EXTRAIT FOURNI>
▬▬▬▬▬▬▬▬▬▬
Nous nous étions revus encore récemment, en janvier de cette année, lorsque le Président de la République lui avait remis les insignes d'officier de la Légion d'honneur, Ordre dans lequel je l'avais moi-même reçu en 2011. Je l'avais décrit alors comme un républicain absolu.
J'étais présent, avec ses collègues du département du Puy-de-Dôme et avec Mme la garde des Sceaux, à la cérémonie d'adieu organisée mercredi dernier à Puy-Guillaume, à laquelle ont assisté de nombreuses personnalités.
Figure de notre vie politique, Michel Charasse était un serviteur passionné de la République, qui constituait pour lui la référence essentielle et dont il prônait inlassablement les valeurs. C'est autour de ses indéfectibles convictions républicaines que se sont articulés tous les grands engagements de sa vie publique, comme élu local, comme conseiller du Président François Mitterrand, comme ministre, comme sénateur ou comme juge constitutionnel.
▬▬▬▬▬▬▬▬▬▬
LIGNES DE DONNÉES>
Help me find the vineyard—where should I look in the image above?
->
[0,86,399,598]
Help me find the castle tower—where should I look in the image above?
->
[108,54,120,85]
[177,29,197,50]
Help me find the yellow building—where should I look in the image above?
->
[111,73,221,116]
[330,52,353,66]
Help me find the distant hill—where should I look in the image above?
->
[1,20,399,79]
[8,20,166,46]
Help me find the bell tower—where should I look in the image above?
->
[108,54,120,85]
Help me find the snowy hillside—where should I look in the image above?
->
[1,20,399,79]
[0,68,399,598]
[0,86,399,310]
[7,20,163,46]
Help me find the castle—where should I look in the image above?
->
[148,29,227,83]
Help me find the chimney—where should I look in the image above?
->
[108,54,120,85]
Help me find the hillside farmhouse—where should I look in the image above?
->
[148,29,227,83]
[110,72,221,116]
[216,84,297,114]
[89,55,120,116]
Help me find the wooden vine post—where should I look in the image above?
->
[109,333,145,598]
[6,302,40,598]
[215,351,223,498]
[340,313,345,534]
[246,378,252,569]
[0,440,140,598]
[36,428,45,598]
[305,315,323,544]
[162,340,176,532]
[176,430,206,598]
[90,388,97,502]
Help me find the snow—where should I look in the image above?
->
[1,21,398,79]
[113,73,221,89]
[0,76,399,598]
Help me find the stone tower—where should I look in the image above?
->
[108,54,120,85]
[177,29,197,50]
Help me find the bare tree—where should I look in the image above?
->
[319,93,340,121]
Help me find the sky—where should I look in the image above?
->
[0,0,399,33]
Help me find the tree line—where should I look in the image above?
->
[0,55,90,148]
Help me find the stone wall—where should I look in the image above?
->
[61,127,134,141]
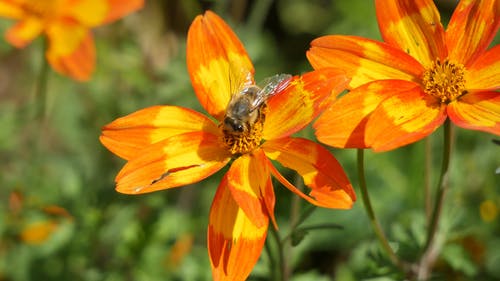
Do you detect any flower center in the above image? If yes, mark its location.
[21,0,59,18]
[422,59,466,103]
[219,105,267,155]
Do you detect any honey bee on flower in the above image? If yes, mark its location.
[100,11,356,280]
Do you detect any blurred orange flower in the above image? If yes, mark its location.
[100,11,355,280]
[0,0,144,81]
[307,0,500,151]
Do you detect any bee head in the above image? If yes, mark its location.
[223,116,245,133]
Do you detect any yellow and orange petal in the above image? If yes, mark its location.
[115,132,231,194]
[365,80,446,151]
[465,45,500,91]
[100,106,219,160]
[262,138,356,209]
[20,219,59,245]
[313,80,398,148]
[306,35,424,89]
[0,0,25,19]
[207,175,268,281]
[446,0,500,65]
[5,18,44,48]
[262,69,349,139]
[186,11,254,120]
[226,149,274,228]
[375,0,447,67]
[447,92,500,135]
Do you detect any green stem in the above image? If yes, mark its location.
[281,223,343,243]
[270,227,287,281]
[424,136,432,220]
[357,149,404,269]
[265,236,278,280]
[424,119,452,252]
[35,40,49,120]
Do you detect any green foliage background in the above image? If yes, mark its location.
[0,0,500,281]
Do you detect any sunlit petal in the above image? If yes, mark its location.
[186,11,254,120]
[375,0,447,67]
[307,35,424,88]
[47,22,95,81]
[465,45,500,90]
[227,150,270,227]
[5,18,43,48]
[262,138,356,209]
[115,132,230,194]
[0,1,25,19]
[263,69,349,139]
[207,177,268,281]
[100,106,219,160]
[446,0,500,66]
[365,83,446,151]
[448,92,500,135]
[314,80,412,148]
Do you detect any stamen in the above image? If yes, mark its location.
[422,59,466,103]
[219,105,267,155]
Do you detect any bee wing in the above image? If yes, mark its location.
[229,65,255,100]
[252,74,292,110]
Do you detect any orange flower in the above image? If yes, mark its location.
[307,0,500,151]
[0,0,143,81]
[100,11,355,280]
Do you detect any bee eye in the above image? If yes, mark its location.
[224,117,244,133]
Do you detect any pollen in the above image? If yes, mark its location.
[422,59,466,103]
[21,0,60,18]
[219,106,267,155]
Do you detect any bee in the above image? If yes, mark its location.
[222,74,292,135]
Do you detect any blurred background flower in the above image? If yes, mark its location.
[0,0,143,80]
[0,0,500,281]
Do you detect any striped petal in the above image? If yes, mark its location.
[262,138,356,209]
[227,150,272,228]
[207,177,268,281]
[465,45,500,90]
[5,17,44,48]
[0,0,25,19]
[186,11,254,120]
[375,0,447,67]
[99,106,219,160]
[263,69,349,139]
[313,80,408,148]
[47,22,95,81]
[448,89,500,135]
[365,83,446,151]
[446,0,500,66]
[115,132,230,194]
[307,35,424,89]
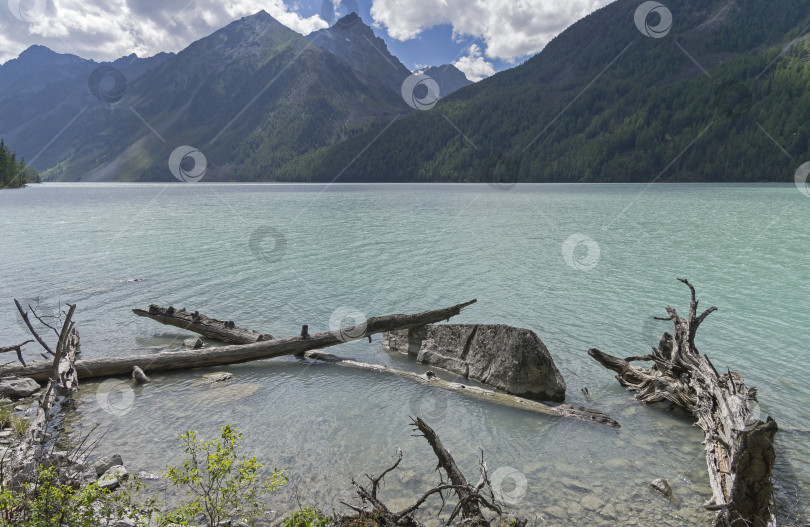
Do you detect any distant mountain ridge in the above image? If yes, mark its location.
▬▬▬▬▬▬▬▬▬▬
ÉNONCÉ RÉDIGÉ 1> Recopiez les lignes de données, depuis leur début jusqu'à la ligne contenant "[89,55,120,116]", bornes incluses, en renommant "bell tower" en "belfry" et sans rien modifier d'autre.
ÉNONCÉ RÉDIGÉ 2> Prolongez l'hommage à Michel Charasse au-delà de sa dernière phrase.

RÉPONSE ATTENDUE 1>
Help me find the vineyard—where should I look in the image above?
->
[0,86,399,598]
Help me find the castle tower—where should I look in the image above?
->
[108,54,120,85]
[177,29,197,50]
Help me find the yellow building—where should I look in the image above?
->
[111,73,221,116]
[330,52,353,66]
Help me find the distant hill—where should I look in the image above?
->
[1,20,399,79]
[8,20,166,46]
Help me find the belfry—where should I look in the image above?
->
[108,54,120,85]
Help me find the snowy hillside—where should I look in the image above?
->
[1,20,399,79]
[0,68,399,598]
[0,86,399,310]
[7,20,163,46]
Help me find the castle—where should I look in the image above?
->
[148,29,227,83]
Help me find the chimney—where should I look in the image above?
->
[108,54,120,85]
Help me find the hillside farmhouse—where should I look in the image above?
->
[148,29,227,83]
[110,72,221,116]
[216,84,297,114]
[89,55,120,116]

RÉPONSE ATTENDUE 2>
Profondément attaché à la liberté individuelle et tout particulièrement à la liberté de conscience, c'était un défenseur intransigeant de la laïcité.
Les règles républicaines devaient selon lui s'appliquer d'une manière égale à tous, sans distinction d'origine, de croyances, d'intérêts ou de communautés, uniformément sur le territoire de la République, une et indivisible.
La fraternité s'incarnait chez lui par une grande fidélité en amitié et une générosité qui s'illustra notamment par son soutien constant aux Restos du coeur.
Sa forte personnalité, parfois atypique, souvent truculente, sa passion pour la chasse et les moments de convivialité attablés, son indépendance d'esprit, sa liberté de parole, sa cohérence et sa détermination dans l'expression de ses opinions, son humour parfois provocateur ont laissé un souvenir marquant et durable dans notre assemblée où il siégea pendant nombre d'années.
C'était aussi un travailleur acharné qui fit bénéficier le Sénat de ses compétences de fin juriste et de son expérience du monde parlementaire.
Michel Charasse était né le 8 juillet 1941 à Chamalières, dans le département du Puy-de-Dôme auquel il restera toujours fidèle, d'une mère corse et d'un père auvergnat, tous deux salariés de la Banque de France et militants syndicaux.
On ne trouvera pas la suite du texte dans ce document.